Oh crap, we were at a men’s gay beach.  The far side of the beach was full of dudes and chicks and was the hetero side, but the side that we had pulled up to was the gay side.  We tried to nonchalantly walk back to the canoe, but when we got there we quickly jumped in and paddled away, feeling all the eyes on our naked butts as we made our escape.  We were a tad embarrassed so we decided to not even stop at the hetero side…we just kept paddling as fast as we could down the river and back to nature.  We did not bother to put our suits back on however and enjoyed much of the rest of the trip au naturel.


Friday, November 4, 2011

King Of The Road


So it was the spring of 1989 and I was in college living with my girlfriend Lona and 2 other girls at a house in Dinkytown (a campus-town near the U of M in Minneapolis).  I woke up unusually early one Sunday morning, sat up in bed and for no reason at all I suddenly decided that I needed a motorcycle…not just the little dirt-bikes and enduros I had previously owned but a real motorcycle and I wanted it today.  This was of course before the internet so I grabbed the Sunday paper and a pen and started looking.

So many choices...but then one personal ad jumped off the page and caught my eye…a 1985 Yamaha Maxim XJ700 with only 28 miles?  “This is not a misprint.” it said.  Really?  No way!  So I quickly called and a scared, meek little voice of an old woman answered.  I was puzzled and she was extremely nervous and unsure of herself, but I made arrangements to drive down to her house in Bloomington, MN and check it out right away.

> [Try it]:
Copy the blog excerpt above word for word, from start to finish.

> [Data shown]:
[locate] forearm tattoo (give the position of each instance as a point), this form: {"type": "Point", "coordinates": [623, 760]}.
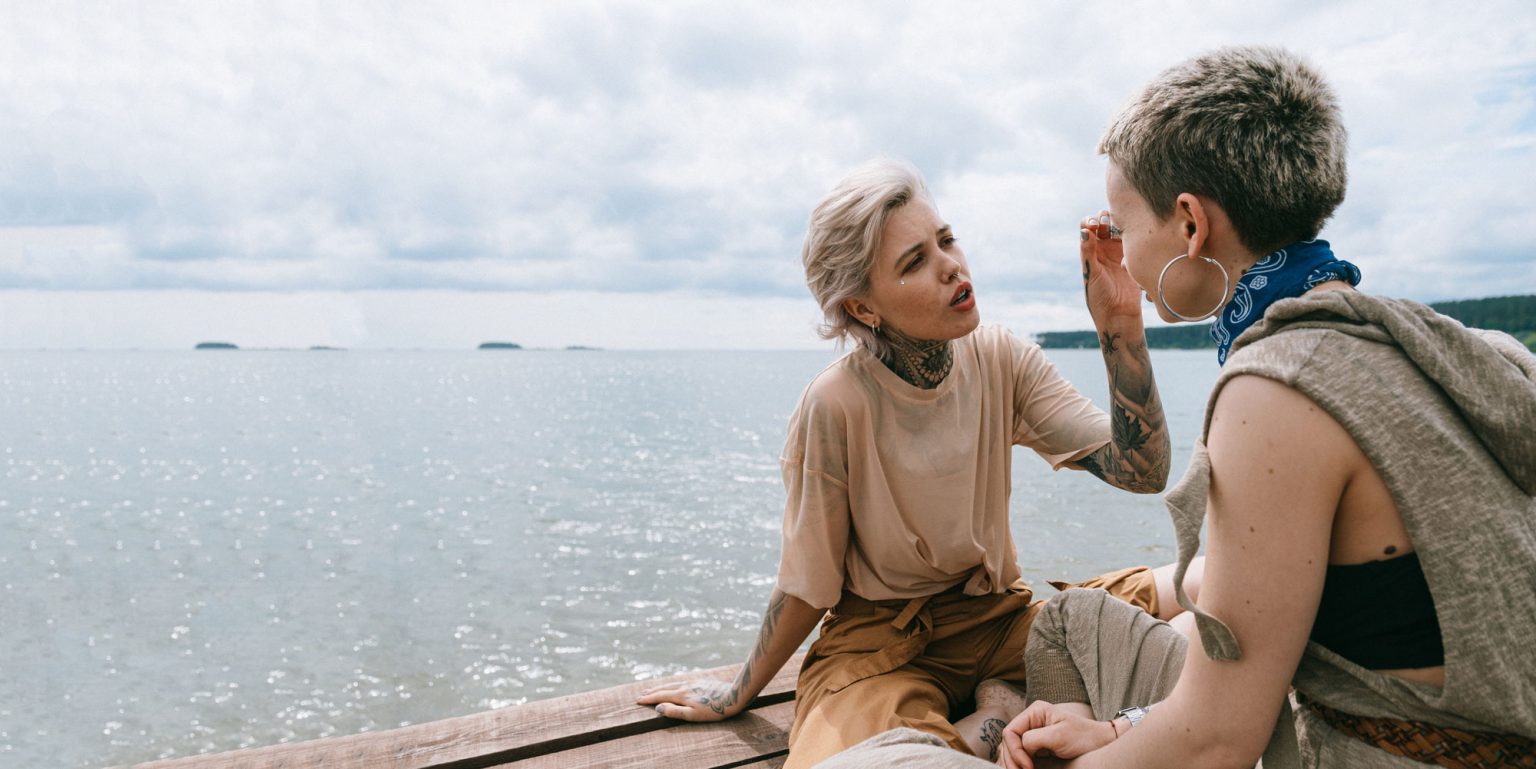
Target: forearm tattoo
{"type": "Point", "coordinates": [1138, 450]}
{"type": "Point", "coordinates": [993, 735]}
{"type": "Point", "coordinates": [724, 699]}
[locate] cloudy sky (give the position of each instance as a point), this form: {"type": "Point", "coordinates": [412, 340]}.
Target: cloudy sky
{"type": "Point", "coordinates": [638, 175]}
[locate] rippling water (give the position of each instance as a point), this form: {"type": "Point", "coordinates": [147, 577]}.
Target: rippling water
{"type": "Point", "coordinates": [205, 551]}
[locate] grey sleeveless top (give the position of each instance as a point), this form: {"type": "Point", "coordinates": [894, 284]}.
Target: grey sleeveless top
{"type": "Point", "coordinates": [1447, 416]}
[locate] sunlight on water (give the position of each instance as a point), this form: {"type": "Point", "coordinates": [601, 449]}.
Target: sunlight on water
{"type": "Point", "coordinates": [208, 551]}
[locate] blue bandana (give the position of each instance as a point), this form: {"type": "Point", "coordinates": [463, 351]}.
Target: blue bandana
{"type": "Point", "coordinates": [1289, 272]}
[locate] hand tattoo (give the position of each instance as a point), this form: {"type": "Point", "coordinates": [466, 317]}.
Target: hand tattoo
{"type": "Point", "coordinates": [993, 735]}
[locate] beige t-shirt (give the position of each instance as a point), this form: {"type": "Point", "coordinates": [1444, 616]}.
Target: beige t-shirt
{"type": "Point", "coordinates": [897, 491]}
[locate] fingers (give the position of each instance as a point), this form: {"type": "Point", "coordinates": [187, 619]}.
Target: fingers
{"type": "Point", "coordinates": [661, 694]}
{"type": "Point", "coordinates": [1099, 226]}
{"type": "Point", "coordinates": [679, 712]}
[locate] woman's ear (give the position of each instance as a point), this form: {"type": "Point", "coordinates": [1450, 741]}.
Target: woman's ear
{"type": "Point", "coordinates": [1194, 221]}
{"type": "Point", "coordinates": [862, 312]}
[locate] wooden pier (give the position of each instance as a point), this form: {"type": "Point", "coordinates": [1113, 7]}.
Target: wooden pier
{"type": "Point", "coordinates": [590, 729]}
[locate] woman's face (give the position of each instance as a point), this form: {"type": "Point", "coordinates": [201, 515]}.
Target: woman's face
{"type": "Point", "coordinates": [1192, 286]}
{"type": "Point", "coordinates": [919, 283]}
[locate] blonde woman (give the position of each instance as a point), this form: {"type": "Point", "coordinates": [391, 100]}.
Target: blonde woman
{"type": "Point", "coordinates": [897, 468]}
{"type": "Point", "coordinates": [1366, 479]}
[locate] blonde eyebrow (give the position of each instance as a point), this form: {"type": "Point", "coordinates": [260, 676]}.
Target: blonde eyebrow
{"type": "Point", "coordinates": [916, 247]}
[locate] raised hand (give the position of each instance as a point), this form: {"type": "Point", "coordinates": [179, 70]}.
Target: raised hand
{"type": "Point", "coordinates": [1106, 284]}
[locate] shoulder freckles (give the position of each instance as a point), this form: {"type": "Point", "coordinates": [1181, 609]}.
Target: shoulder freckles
{"type": "Point", "coordinates": [1258, 409]}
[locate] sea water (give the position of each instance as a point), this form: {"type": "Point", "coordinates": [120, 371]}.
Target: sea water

> [Written reply]:
Oh crap, we were at a men’s gay beach.  The far side of the beach was full of dudes and chicks and was the hetero side, but the side that we had pulled up to was the gay side.  We tried to nonchalantly walk back to the canoe, but when we got there we quickly jumped in and paddled away, feeling all the eyes on our naked butts as we made our escape.  We were a tad embarrassed so we decided to not even stop at the hetero side…we just kept paddling as fast as we could down the river and back to nature.  We did not bother to put our suits back on however and enjoyed much of the rest of the trip au naturel.


Friday, November 4, 2011

King Of The Road


So it was the spring of 1989 and I was in college living with my girlfriend Lona and 2 other girls at a house in Dinkytown (a campus-town near the U of M in Minneapolis).  I woke up unusually early one Sunday morning, sat up in bed and for no reason at all I suddenly decided that I needed a motorcycle…not just the little dirt-bikes and enduros I had previously owned but a real motorcycle and I wanted it today.  This was of course before the internet so I grabbed the Sunday paper and a pen and started looking.

So many choices...but then one personal ad jumped off the page and caught my eye…a 1985 Yamaha Maxim XJ700 with only 28 miles?  “This is not a misprint.” it said.  Really?  No way!  So I quickly called and a scared, meek little voice of an old woman answered.  I was puzzled and she was extremely nervous and unsure of herself, but I made arrangements to drive down to her house in Bloomington, MN and check it out right away.